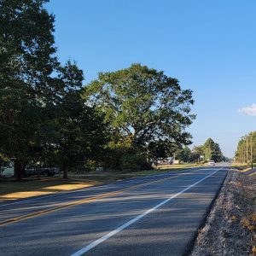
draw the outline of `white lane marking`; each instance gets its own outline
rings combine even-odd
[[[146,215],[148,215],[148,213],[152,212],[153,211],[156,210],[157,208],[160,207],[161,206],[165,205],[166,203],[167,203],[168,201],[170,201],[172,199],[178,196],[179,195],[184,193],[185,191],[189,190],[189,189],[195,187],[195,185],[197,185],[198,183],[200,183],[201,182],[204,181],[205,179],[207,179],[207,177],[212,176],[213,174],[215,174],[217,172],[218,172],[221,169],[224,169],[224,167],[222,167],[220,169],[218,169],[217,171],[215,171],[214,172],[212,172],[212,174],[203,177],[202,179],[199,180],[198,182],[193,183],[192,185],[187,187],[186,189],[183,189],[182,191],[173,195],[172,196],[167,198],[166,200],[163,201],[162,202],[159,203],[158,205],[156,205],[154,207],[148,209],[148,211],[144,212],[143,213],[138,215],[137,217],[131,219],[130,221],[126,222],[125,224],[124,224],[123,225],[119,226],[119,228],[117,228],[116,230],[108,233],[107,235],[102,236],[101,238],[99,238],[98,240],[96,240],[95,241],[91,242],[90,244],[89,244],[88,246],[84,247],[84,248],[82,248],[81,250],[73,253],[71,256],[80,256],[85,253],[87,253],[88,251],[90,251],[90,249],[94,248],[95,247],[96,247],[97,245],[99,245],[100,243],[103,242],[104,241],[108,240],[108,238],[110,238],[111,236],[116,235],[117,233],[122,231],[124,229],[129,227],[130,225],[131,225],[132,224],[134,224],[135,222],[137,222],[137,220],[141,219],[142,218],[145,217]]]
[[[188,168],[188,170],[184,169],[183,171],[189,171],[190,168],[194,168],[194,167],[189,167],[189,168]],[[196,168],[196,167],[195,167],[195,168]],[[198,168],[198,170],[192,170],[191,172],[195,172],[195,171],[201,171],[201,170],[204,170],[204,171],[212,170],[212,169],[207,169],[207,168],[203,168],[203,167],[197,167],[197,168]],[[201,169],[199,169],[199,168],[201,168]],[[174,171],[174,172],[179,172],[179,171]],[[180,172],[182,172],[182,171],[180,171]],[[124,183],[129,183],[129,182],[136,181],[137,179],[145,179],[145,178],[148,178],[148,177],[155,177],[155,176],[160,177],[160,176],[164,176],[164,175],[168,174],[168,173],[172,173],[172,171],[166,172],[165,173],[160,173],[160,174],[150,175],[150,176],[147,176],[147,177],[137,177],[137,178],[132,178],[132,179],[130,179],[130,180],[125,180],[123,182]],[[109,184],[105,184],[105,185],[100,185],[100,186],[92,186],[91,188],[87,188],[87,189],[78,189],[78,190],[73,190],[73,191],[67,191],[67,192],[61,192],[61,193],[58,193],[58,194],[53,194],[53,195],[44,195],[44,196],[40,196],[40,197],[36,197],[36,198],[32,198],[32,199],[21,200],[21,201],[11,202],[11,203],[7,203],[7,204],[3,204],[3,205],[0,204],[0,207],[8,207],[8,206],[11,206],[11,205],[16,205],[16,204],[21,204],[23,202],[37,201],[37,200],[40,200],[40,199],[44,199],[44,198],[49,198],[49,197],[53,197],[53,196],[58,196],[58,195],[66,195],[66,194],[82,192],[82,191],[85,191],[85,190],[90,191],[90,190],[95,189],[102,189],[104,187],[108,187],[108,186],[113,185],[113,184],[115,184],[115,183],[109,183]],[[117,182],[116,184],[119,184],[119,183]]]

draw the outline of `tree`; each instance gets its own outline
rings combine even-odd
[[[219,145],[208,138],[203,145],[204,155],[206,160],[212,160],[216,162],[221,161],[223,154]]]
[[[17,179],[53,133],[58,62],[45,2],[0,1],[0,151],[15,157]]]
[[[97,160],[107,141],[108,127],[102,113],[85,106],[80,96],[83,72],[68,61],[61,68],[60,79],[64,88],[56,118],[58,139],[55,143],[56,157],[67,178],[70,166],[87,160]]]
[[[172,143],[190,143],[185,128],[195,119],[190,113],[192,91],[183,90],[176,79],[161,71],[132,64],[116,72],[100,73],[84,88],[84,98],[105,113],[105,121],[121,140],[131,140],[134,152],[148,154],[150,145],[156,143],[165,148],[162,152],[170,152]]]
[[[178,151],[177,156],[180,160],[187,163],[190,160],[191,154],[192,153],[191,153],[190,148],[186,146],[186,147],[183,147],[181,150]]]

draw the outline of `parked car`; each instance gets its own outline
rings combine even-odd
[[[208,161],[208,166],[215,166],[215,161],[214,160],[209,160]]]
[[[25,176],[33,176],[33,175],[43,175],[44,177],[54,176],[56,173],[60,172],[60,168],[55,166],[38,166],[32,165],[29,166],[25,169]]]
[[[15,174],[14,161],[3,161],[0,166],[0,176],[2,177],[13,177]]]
========
* [What is needed]
Omit the pictures, then output the rest of the listing exactly.

* [In response]
draw the outline of `white lane marking`; each instance gets its own outline
rings combine even-odd
[[[146,215],[148,215],[148,213],[152,212],[153,211],[156,210],[157,208],[160,207],[161,206],[165,205],[166,203],[167,203],[168,201],[170,201],[172,199],[178,196],[179,195],[184,193],[185,191],[189,190],[189,189],[195,187],[195,185],[197,185],[198,183],[200,183],[201,182],[204,181],[205,179],[207,179],[207,177],[212,176],[213,174],[215,174],[217,172],[218,172],[221,169],[224,169],[224,167],[222,167],[220,169],[218,169],[217,171],[215,171],[214,172],[212,172],[212,174],[203,177],[202,179],[199,180],[198,182],[193,183],[192,185],[187,187],[186,189],[183,189],[182,191],[173,195],[172,196],[167,198],[166,200],[163,201],[162,202],[159,203],[158,205],[156,205],[154,207],[148,209],[148,211],[144,212],[143,213],[138,215],[137,217],[131,219],[130,221],[126,222],[125,224],[124,224],[123,225],[119,226],[119,228],[117,228],[116,230],[108,233],[107,235],[102,236],[101,238],[99,238],[98,240],[96,240],[95,241],[91,242],[90,244],[89,244],[88,246],[84,247],[84,248],[82,248],[81,250],[73,253],[71,256],[80,256],[85,253],[87,253],[88,251],[90,251],[90,249],[94,248],[95,247],[96,247],[97,245],[99,245],[100,243],[103,242],[104,241],[108,240],[108,238],[110,238],[111,236],[116,235],[117,233],[122,231],[124,229],[129,227],[130,225],[131,225],[132,224],[134,224],[135,222],[137,222],[137,220],[141,219],[142,218],[145,217]]]
[[[188,168],[188,170],[184,169],[183,171],[189,171],[190,168],[194,168],[194,167],[189,167],[189,168]],[[196,168],[196,167],[195,167],[195,168]],[[198,168],[198,170],[192,170],[191,172],[195,172],[195,171],[201,171],[201,170],[204,170],[204,171],[212,170],[212,169],[207,169],[207,168],[203,168],[203,167],[197,167],[197,168]],[[201,169],[199,169],[199,168],[201,168]],[[174,171],[174,172],[179,172],[179,171]],[[180,172],[182,172],[182,171],[180,171]],[[124,183],[129,183],[129,182],[136,181],[137,179],[145,179],[145,178],[148,178],[148,177],[155,177],[155,176],[160,177],[160,176],[164,176],[164,175],[168,174],[168,173],[172,173],[172,171],[166,172],[165,173],[160,173],[160,174],[150,175],[150,176],[147,176],[147,177],[137,177],[137,178],[132,178],[132,179],[130,179],[130,180],[125,180],[123,182]],[[109,184],[105,184],[105,185],[100,185],[100,186],[92,186],[91,188],[87,188],[87,189],[78,189],[78,190],[73,190],[73,191],[67,191],[67,192],[61,192],[61,193],[58,193],[58,194],[53,194],[53,195],[44,195],[44,196],[40,196],[40,197],[36,197],[36,198],[32,198],[32,199],[21,200],[21,201],[11,202],[11,203],[7,203],[7,204],[3,204],[3,205],[0,204],[0,207],[8,207],[8,206],[11,206],[11,205],[16,205],[16,204],[21,204],[23,202],[37,201],[37,200],[40,200],[40,199],[44,199],[44,198],[49,198],[49,197],[53,197],[53,196],[58,196],[58,195],[66,195],[66,194],[82,192],[82,191],[85,191],[85,190],[90,191],[90,190],[95,189],[102,189],[104,187],[108,187],[108,186],[113,185],[113,184],[115,184],[115,183],[109,183]],[[117,182],[116,184],[119,184],[119,183]]]

draw the outline of `tree`; each instance gets its own outline
rings combine even-odd
[[[219,145],[208,138],[203,145],[204,155],[206,160],[212,160],[216,162],[221,161],[223,154]]]
[[[17,179],[53,133],[58,62],[45,2],[0,1],[0,151],[15,157]]]
[[[97,160],[107,141],[108,127],[102,113],[85,106],[80,96],[83,72],[68,61],[61,68],[60,79],[64,88],[56,118],[58,139],[55,143],[56,157],[67,178],[70,166],[87,160]]]
[[[172,143],[190,143],[185,128],[195,119],[190,113],[192,91],[183,90],[176,79],[161,71],[132,64],[116,72],[100,73],[84,88],[84,98],[105,113],[105,121],[121,140],[131,140],[134,152],[148,154],[150,145],[156,143],[165,148],[162,152],[170,152]]]
[[[178,151],[177,156],[180,160],[187,163],[190,160],[191,154],[192,153],[191,153],[190,148],[186,146],[186,147],[183,147],[181,150]]]

draw the outline of `parked car`; each instance gets its own outline
rings combine even-odd
[[[208,161],[208,166],[215,166],[215,161],[214,160],[209,160]]]
[[[25,176],[33,176],[33,175],[43,175],[44,177],[54,176],[56,173],[60,172],[60,168],[55,166],[38,166],[32,165],[29,166],[25,169]]]
[[[15,174],[14,161],[3,161],[0,166],[0,176],[2,177],[13,177]]]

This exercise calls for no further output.